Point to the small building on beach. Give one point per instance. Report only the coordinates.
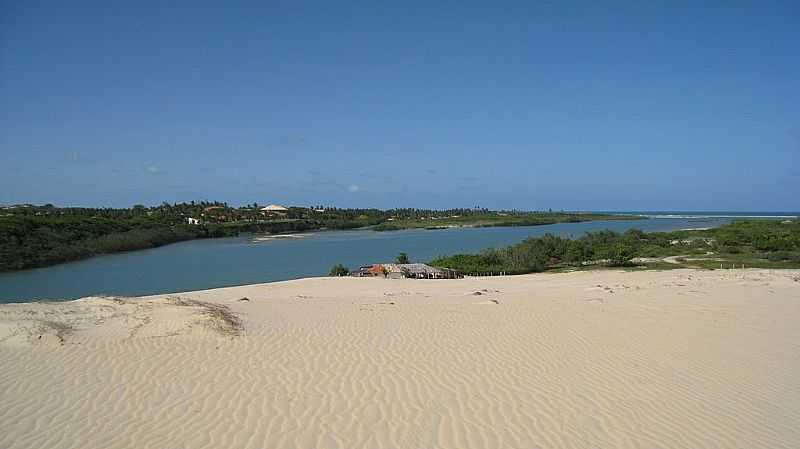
(274, 209)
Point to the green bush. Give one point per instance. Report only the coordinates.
(339, 270)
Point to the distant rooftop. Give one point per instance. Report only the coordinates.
(274, 208)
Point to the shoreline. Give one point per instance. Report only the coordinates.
(675, 359)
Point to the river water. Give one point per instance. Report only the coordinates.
(203, 264)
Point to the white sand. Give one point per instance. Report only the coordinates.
(676, 359)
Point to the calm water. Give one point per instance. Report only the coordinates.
(202, 264)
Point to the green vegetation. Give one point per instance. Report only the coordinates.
(485, 218)
(752, 243)
(37, 236)
(401, 258)
(339, 270)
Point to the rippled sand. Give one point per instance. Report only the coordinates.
(676, 359)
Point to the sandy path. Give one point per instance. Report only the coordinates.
(675, 359)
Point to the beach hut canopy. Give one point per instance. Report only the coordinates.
(274, 208)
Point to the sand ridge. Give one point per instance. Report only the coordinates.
(606, 359)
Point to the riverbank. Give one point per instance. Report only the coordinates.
(36, 237)
(602, 359)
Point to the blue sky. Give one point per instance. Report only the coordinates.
(532, 105)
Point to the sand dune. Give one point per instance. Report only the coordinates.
(675, 359)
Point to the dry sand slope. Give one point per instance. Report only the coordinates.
(677, 359)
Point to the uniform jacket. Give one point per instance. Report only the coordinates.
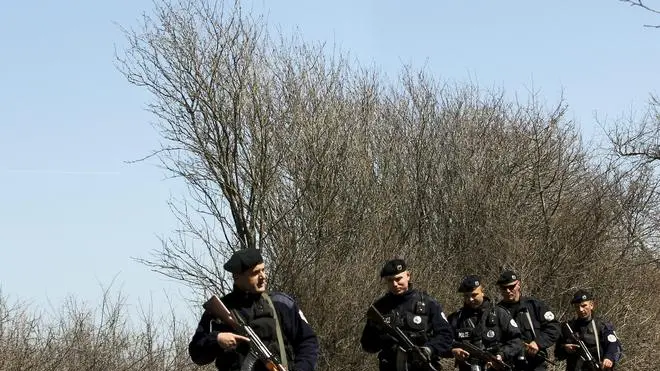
(598, 335)
(536, 323)
(418, 315)
(489, 327)
(301, 342)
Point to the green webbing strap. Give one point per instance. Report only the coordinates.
(278, 331)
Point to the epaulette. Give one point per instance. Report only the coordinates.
(283, 298)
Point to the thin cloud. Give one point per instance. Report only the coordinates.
(61, 172)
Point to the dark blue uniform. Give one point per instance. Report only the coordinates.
(300, 341)
(597, 334)
(536, 323)
(419, 316)
(489, 327)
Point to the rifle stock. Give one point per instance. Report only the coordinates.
(543, 356)
(216, 308)
(482, 355)
(583, 351)
(404, 341)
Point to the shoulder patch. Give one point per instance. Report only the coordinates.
(549, 316)
(283, 298)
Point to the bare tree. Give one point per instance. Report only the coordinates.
(330, 169)
(643, 5)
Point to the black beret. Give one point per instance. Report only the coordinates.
(580, 296)
(243, 260)
(393, 267)
(507, 278)
(469, 283)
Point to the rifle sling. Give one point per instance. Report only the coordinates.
(278, 331)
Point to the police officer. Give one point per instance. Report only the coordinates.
(597, 334)
(484, 324)
(537, 323)
(274, 317)
(419, 316)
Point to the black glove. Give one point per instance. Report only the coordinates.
(388, 341)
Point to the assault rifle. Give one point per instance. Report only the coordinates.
(583, 351)
(542, 355)
(403, 341)
(482, 355)
(217, 309)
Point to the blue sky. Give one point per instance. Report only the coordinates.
(73, 213)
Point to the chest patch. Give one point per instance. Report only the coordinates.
(302, 316)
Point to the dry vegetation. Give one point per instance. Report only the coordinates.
(330, 169)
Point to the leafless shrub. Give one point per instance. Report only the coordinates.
(330, 169)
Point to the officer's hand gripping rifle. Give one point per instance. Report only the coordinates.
(542, 355)
(583, 351)
(482, 355)
(217, 309)
(404, 341)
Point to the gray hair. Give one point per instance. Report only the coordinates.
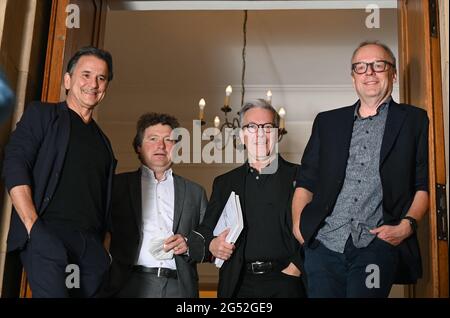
(259, 103)
(378, 43)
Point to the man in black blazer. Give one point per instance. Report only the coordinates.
(58, 169)
(154, 212)
(266, 259)
(363, 186)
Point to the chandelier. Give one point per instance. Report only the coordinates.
(234, 123)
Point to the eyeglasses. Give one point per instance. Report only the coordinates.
(377, 66)
(158, 139)
(253, 128)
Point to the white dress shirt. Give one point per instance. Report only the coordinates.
(158, 200)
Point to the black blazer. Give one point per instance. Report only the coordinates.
(126, 238)
(403, 171)
(35, 156)
(235, 181)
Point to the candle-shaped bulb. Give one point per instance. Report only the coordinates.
(228, 92)
(282, 113)
(269, 96)
(216, 121)
(201, 105)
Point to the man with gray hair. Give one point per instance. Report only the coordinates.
(363, 186)
(265, 260)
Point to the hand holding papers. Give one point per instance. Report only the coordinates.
(231, 218)
(156, 248)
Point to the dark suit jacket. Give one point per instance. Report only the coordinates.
(235, 181)
(403, 171)
(126, 238)
(35, 156)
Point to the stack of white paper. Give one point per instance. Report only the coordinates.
(231, 218)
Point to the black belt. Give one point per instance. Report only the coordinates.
(264, 267)
(158, 271)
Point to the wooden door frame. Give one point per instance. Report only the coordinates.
(433, 104)
(59, 50)
(61, 45)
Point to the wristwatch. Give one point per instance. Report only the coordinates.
(412, 222)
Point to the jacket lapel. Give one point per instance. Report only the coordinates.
(343, 136)
(394, 122)
(180, 189)
(135, 187)
(238, 185)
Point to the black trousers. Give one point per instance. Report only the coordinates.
(270, 285)
(62, 262)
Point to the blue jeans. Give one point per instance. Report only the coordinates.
(366, 272)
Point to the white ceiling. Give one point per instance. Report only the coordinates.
(168, 60)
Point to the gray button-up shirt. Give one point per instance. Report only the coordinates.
(359, 208)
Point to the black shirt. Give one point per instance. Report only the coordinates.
(263, 219)
(80, 197)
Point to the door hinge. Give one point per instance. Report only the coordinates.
(432, 7)
(441, 210)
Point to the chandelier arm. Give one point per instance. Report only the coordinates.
(244, 52)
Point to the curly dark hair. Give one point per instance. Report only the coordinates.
(152, 119)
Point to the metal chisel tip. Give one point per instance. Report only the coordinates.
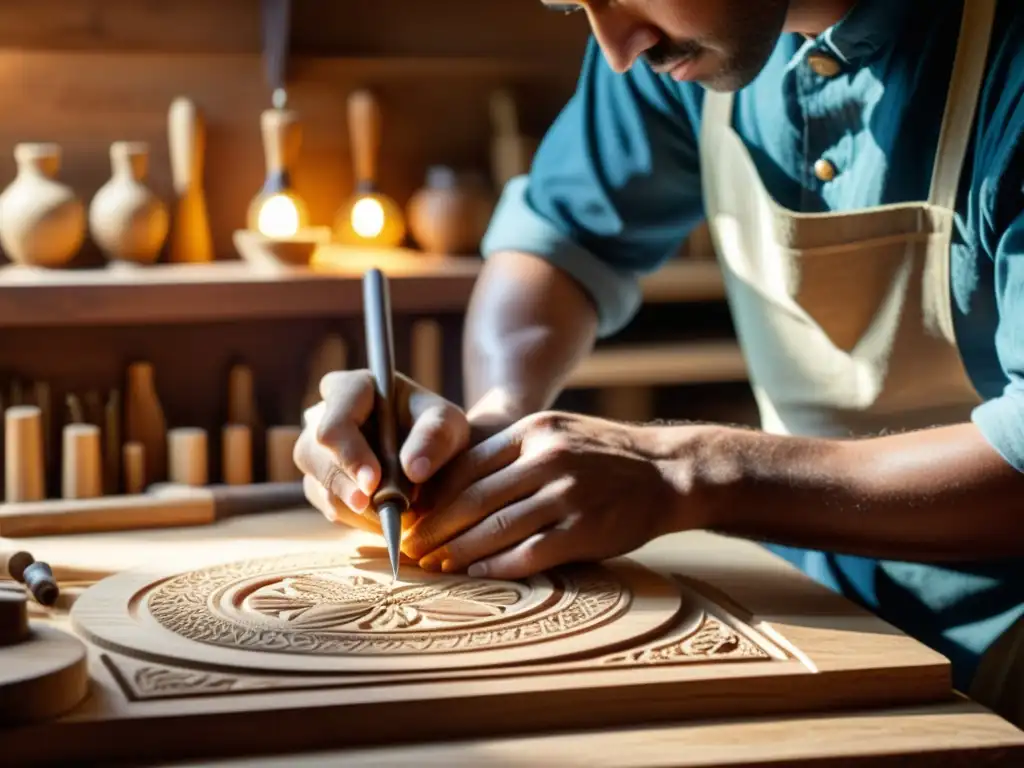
━━━━━━━━━━
What this task involves: Which lines in the material above contain the word "dark"? Copy out each one in full.

Response to this task:
Point to the dark blue uniform. Give one point per instance. Report only the coordinates.
Point to the dark suit jacket. Give one point per instance. Report only the coordinates.
Point to the curly dark hair. Give one point per instance. Report only the coordinates.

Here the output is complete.